* **To be done**
Edit the lines below so that every "thickest part" becomes "widest part", keeping everything else the same.
-- BEGIN Data rows --
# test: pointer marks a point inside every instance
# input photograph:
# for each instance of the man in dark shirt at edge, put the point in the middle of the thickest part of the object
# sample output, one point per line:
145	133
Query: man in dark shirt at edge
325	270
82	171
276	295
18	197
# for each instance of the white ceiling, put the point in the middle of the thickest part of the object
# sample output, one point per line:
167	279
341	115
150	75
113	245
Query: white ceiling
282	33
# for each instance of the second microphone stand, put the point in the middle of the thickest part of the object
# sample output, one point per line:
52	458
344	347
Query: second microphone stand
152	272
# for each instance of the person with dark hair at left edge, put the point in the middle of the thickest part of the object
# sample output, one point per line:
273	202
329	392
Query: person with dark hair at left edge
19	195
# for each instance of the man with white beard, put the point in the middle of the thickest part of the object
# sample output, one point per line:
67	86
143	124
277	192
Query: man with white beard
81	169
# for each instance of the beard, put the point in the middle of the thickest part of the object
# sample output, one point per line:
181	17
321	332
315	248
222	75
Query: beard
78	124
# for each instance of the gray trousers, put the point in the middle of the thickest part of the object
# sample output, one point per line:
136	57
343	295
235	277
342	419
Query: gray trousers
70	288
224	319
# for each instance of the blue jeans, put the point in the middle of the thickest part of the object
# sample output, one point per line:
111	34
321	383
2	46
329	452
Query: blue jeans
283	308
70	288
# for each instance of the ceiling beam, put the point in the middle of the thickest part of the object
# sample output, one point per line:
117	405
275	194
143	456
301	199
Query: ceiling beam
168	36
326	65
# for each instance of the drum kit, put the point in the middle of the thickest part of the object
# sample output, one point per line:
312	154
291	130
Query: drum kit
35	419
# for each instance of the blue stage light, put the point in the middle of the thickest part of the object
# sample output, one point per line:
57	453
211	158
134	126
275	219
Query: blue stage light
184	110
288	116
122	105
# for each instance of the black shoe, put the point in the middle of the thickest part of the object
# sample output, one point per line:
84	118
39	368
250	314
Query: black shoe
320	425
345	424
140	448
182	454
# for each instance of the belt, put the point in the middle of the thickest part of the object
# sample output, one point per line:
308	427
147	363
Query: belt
-- END Data rows --
* **Exercise solution**
# test: pointer marks a point inside every instance
# input photograph:
# for each instance of the man in dark shirt at edge, put the point in the middle of the widest part of the object
# sample output, one point per line:
145	133
Query: man in dark shirt at edge
325	270
82	171
276	295
18	197
# for each instance of the white ceiling, put the point in the middle of the widest part of the object
# sample output, one point per line:
167	279
341	115
150	75
113	245
Query: white ceiling
282	33
# for each instance of the second microphone stand, put the point in the middle of the widest part of the object
# sample output, one point per line:
52	458
344	347
Query: second microphone stand
152	272
# for each instance of the person with dark hair at left edge, put the point in the middle of the widest part of the object
# sample output, one point per line:
273	202
329	392
Query: person with dark hair at left edge
19	195
# for each instance of the man with white beard, put the point in the middle of the widest part of the object
# sample output, one point per line:
67	86
143	124
277	192
Query: man with white beard
81	169
# for each instance of the beard, put the point in the middle of the widest part of the object
# sample output, one point per line:
181	17
321	332
315	248
222	75
Query: beard
78	124
# for each instance of the gray trousers, put the point in the middle of the widest part of the object
# sample output, one point per line:
136	57
343	295
235	277
342	419
Query: gray trousers
70	288
224	319
# for each instance of the blue jeans, put the point in the middle of the widest part of the object
# sample output, one point per line:
111	34
321	383
2	46
329	452
Query: blue jeans
283	308
70	288
# for each instance of the ceiling beam, put the point in the middle of the widest part of the object
# sample output, one point per line:
117	405
275	194
143	456
301	199
Query: ceiling beam
168	36
326	65
# for each instance of the drum kit, put the point in the middle of the widest part of the object
# sample output, one point per line:
312	154
291	130
Query: drum kit
35	419
# for each instance of the blue stage light, put the point in the middle of the widest part of the object
# sample output, one point per line:
57	453
211	158
134	126
275	219
Query: blue stage light
184	110
288	116
122	105
# for each instance of the black shoe, put the point in the middle of the widest part of the object
# sample output, one point per line:
84	118
39	368
250	314
Query: black shoe
320	425
345	424
140	448
182	454
# for each instance of the belt, put the point in the middle of the widest part of the object
# sample output, one point per line:
308	427
147	363
Query: belt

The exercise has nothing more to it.